### PROBLEM STATEMENT
Without omitting anything, return the records precisely as given.

* * *

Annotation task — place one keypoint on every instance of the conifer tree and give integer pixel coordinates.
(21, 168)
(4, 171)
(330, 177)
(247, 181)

* * *

### EXERCISE SOLUTION
Annotation task — place one keypoint on every instance of the conifer tree and give integer pixel coordinates.
(21, 168)
(4, 171)
(330, 177)
(247, 181)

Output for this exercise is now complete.